## [SELECTION]
————————

Exhibit 10.2
CONSENT AND AMENDMENT
TO CREDIT AGREEMENT
This CONSENT AND AMENDMENT TO CREDIT AGREEMENT is entered into as of this
6th day of May, 1998 (this "Consent") by and between WILSONS LEATHER HOLDINGS
INC., a Minnesota corporation ("Borrower"), the other Loan Parties signatory
hereto, GENERAL ELECTRIC CAPITAL CORPORATION, a New York corporation (in its
individual capacity, "GE Capital"), for itself, as Lender, as Swing Line Lender
and as Agent for Lenders, and the other Lenders signatory hereto. Unless
otherwise specified herein, all capitalized terms used in this Consent shall
have the meaning ascribed to them in the Credit Agreement (as hereinafter
defined).
RECITALS
WHEREAS, Borrower, GE Capital, certain Loan Parties and Lenders are parties
to a Credit Agreement dated as of May 25, 1996, as amended by that certain
Amendment No. 1 to Credit Agreement dated as of July 11, 1996, that certain
Amendment No. 2 to Credit Agreement dated as of October 22, 1996, that certain
Amendment No. 3 to Credit Agreement dated as of May 23, 1997, that certain
Consent and Amendment No. 4 to Credit Agreement dated as of July 31, 1997, and
that certain Consent to Credit Agreement dated as of March 27, 1998 (as further
amended, supplemented, restated or otherwise modified from time to time, the
"Credit Agreement"); and
WHEREAS, Borrower requests Requisite Lenders' consent under the Credit
Agreement as herein set forth.
NOW, THEREFORE, in consideration of the foregoing recitals and the mutual
agreements contained herein, and for good and valuable consideration, the
parties hereto agree as follows:
Section 1. Consent. Subject to the conditions herein set forth and
notwithstanding any provision of the Credit Agreement to the contrary, Agent and
Requisite Lenders consent to:
(a) the purchase by First Intermediate Parent of certain of the assets
of either or both of AR Accessories Group, Inc. ("Accessories") and The
Wallet Works, Inc. ("Wallet") in an auction conducted pursuant to orders of
the Bankruptcy Court in Milwaukee, Wisconsin in case numbers 98-22580 and
98-22750 (the "Purchase"); and
(b) Intercompany dividends to Newco and the redemption of
warrants by Newco in an aggregate amount not to exceed $13,000.
Section 2. Amendment. Notwithstanding any provision of the Credit Agreement
to the contrary, Agent or an Affiliate of Agent may act as the L/C Issuer with
respect to Eligible Trade L/Cs, and (i) so long as those trade letters of credit
meet the criteria for Eligible Trade L/Cs, such trade letters of credit shall
constitute Eligible Trade L/Cs and the obligations
thereunder shall constitute Eligible Trade L/C Obligations for all purposes
under the Credit Agreement, (ii) inspection certificates with respect to
Eligible In-Transit Inventory may be held by the L/C Issuer or an agent of L/C
Issuer, and (iii) all fees or charges received by Agent or any Affiliate of
Agent in its capacity as L/C Issuer shall be for the separate account of Agent
or such Affiliate.

————————

## [SUPPLIED MATERIAL]
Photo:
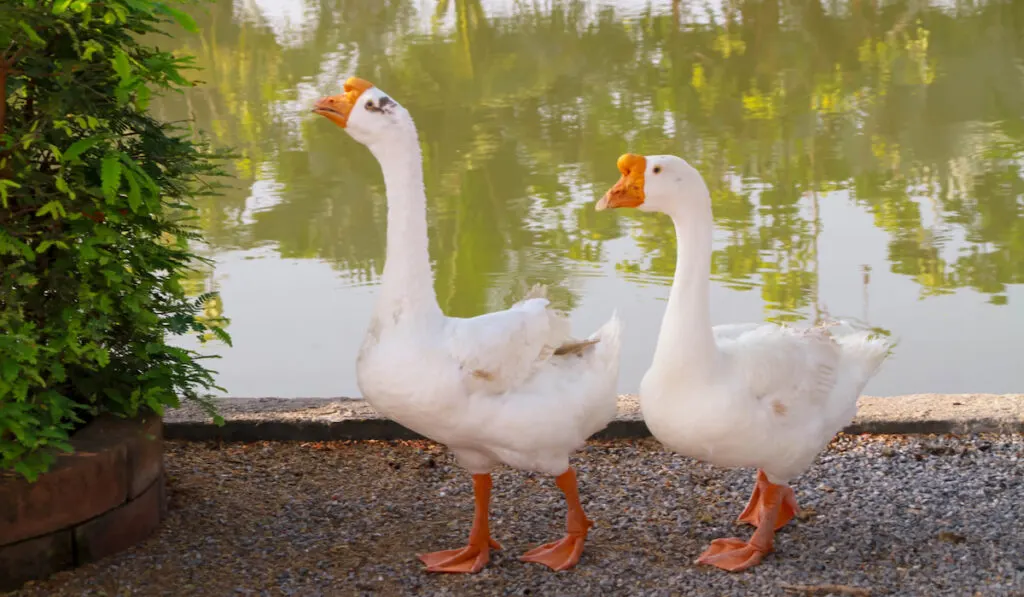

————————

Pick up the consent and amendment to the credit agreement after its last sentence and write the next part. The data has no connection to the consent and amendment to the credit agreement.

## [THE REPLY]
Section 3. Conditions. The consent to the Purchase is subject to
satisfaction of the following conditions in a manner reasonably satisfactory to
Agent:
(a) The assets to be purchased from Accessories and Wallet (the
"Purchased Assets") shall consist of either (i) all or substantially all of
their Inventory and Intellectual Property (the "Limited Purchase") or (ii)
all or substantially all of their Accounts, Inventory, General Intangibles,
Intellectual Property and Equipment, as well as certain lease rights and
obligations, and Accessories' owned distribution center in West Bend,
Wisconsin (the "AR Distribution Center") (the "Maximum Purchase" and
collectively with the Limited Purchase, the "Purchase").
(b) The purchase price will not in any case exceed $16,000,000 payable
in cash.
(c) The Purchased Assets will be free and clear of all Liens, as
evidenced by an order of the Bankruptcy Court delivered to Agent and
reasonably satisfactory to Agent.
(d) All of the Purchased Assets consisting of Intellectual Property
will be retained by First Intermediate Parent; all of the Purchased Assets
consisting of Inventory will be sold to, or contributed to the capital of,
Borrower. In the event that the Maximum Purchase is consummated, the
Purchased Assets consisting of leaseholds, Accounts, General Intangibles,
Equipment and the AR Distribution Center will be sold or contributed to the
capital of each Store Guarantor (or other Credit Party) doing business in
the jurisdiction in which any such assets are physically located or deemed
to be located (collectively, the "Intercompany Transfers").
(e) Within five (5) Business Days following the date of purchase,
First Intermediate Parent shall execute and deliver to Agent a Trademark
Security Agreement covering all of the purchased Trademarks.
(f) Within five (5) Business Days after the date of any purchase,
Borrower shall deliver to Agent a list of each jurisdiction in which any
Purchased Assets are located or deemed to be located and a corresponding
list of the Credit Parties to which each of the Intercompany Transfers are
to be made.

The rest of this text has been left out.